#### OBJECTIVE:
Count the lines in the entries below that contain the string "black", treating uppercase and lowercase letters as distinct. Reply with that number alone.

#### INFORMATION GIVEN:
────────────────
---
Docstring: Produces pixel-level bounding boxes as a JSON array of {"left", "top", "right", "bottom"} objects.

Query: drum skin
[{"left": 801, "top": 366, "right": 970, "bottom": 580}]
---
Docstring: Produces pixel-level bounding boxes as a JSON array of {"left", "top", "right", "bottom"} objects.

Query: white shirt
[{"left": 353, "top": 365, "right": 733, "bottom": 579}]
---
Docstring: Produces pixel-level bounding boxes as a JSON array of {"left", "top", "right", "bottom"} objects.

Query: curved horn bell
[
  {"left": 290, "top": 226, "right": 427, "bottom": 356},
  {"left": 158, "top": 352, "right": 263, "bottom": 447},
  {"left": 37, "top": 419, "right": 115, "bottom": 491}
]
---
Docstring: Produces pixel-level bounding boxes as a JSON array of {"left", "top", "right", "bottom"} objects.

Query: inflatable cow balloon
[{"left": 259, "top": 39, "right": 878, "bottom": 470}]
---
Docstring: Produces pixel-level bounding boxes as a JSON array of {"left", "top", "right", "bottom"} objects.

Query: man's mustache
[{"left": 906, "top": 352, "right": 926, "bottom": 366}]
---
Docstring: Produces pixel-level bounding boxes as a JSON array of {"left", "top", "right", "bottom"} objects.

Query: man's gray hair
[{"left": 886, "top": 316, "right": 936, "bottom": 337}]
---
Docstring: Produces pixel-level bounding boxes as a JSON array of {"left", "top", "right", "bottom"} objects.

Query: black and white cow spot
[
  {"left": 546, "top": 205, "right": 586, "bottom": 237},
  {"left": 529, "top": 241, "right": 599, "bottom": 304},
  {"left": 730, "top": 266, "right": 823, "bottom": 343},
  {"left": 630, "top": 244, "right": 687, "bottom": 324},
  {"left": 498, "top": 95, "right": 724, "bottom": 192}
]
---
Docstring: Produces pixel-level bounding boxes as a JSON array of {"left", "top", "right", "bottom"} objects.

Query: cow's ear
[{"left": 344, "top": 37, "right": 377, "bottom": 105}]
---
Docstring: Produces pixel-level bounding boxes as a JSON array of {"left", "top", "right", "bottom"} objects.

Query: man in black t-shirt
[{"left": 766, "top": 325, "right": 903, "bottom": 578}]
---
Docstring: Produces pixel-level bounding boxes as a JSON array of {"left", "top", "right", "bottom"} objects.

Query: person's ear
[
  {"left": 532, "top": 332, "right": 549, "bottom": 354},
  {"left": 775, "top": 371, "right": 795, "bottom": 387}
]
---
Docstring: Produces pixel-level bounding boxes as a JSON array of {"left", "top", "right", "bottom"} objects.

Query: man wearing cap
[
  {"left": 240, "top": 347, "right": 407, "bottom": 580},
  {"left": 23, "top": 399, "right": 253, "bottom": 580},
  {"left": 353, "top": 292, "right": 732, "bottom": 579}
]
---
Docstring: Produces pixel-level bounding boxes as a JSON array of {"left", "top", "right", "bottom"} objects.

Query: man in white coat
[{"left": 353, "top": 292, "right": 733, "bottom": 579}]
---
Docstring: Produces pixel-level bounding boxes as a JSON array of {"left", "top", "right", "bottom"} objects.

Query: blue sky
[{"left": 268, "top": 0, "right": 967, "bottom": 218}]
────────────────
#### SOLUTION FOR THIS TASK:
2